[Data listing]
┏━━

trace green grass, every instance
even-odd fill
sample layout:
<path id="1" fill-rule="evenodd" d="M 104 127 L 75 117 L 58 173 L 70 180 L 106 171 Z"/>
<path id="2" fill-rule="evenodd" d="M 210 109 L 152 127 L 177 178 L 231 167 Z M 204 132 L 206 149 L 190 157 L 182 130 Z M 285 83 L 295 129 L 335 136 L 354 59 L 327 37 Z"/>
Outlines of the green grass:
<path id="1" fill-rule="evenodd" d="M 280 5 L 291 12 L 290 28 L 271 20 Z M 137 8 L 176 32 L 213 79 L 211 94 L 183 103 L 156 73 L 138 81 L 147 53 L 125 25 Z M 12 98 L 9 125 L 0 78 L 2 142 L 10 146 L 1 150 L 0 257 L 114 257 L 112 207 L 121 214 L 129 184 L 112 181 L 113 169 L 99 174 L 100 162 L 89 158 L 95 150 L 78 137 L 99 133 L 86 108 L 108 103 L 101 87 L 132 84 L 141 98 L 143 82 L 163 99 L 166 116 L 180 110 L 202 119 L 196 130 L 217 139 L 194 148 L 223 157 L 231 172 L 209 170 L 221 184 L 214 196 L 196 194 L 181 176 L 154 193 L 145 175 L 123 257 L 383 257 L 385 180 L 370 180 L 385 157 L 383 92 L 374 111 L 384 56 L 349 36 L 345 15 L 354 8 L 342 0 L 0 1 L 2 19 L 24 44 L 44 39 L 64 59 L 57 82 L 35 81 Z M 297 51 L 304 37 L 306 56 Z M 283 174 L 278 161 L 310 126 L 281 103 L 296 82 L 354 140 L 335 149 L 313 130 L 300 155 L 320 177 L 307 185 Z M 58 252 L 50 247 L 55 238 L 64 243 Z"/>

┗━━

Write out every line of the data above verbatim, keeping the original order and wording without any changes.

**FULL SOLUTION**:
trace green grass, every instance
even-odd fill
sample layout:
<path id="1" fill-rule="evenodd" d="M 104 127 L 75 117 L 58 173 L 70 180 L 106 171 Z"/>
<path id="2" fill-rule="evenodd" d="M 210 109 L 152 127 L 177 178 L 231 167 Z M 204 132 L 206 149 L 190 157 L 182 130 Z M 285 83 L 295 129 L 335 136 L 354 59 L 327 37 Z"/>
Outlines of the green grass:
<path id="1" fill-rule="evenodd" d="M 280 5 L 291 12 L 290 28 L 271 20 Z M 137 8 L 176 32 L 213 79 L 211 94 L 183 103 L 156 73 L 138 81 L 147 53 L 125 25 Z M 12 98 L 9 125 L 0 78 L 2 142 L 10 146 L 1 150 L 0 257 L 114 257 L 112 207 L 121 214 L 129 184 L 112 181 L 113 169 L 99 174 L 100 162 L 89 158 L 95 150 L 78 137 L 99 133 L 86 108 L 108 103 L 101 87 L 132 84 L 141 98 L 143 82 L 163 99 L 166 116 L 180 110 L 202 119 L 196 130 L 217 139 L 194 148 L 223 157 L 231 172 L 209 170 L 221 184 L 214 196 L 196 194 L 181 176 L 154 193 L 145 175 L 123 257 L 383 257 L 385 180 L 370 180 L 385 157 L 383 92 L 374 111 L 384 56 L 349 36 L 345 15 L 354 8 L 342 0 L 0 1 L 2 19 L 24 44 L 44 39 L 64 59 L 57 82 L 35 81 Z M 297 51 L 304 37 L 306 56 Z M 283 174 L 278 161 L 310 126 L 281 103 L 296 82 L 354 140 L 335 149 L 313 130 L 300 155 L 320 177 L 307 185 Z M 58 252 L 50 247 L 55 238 L 64 243 Z"/>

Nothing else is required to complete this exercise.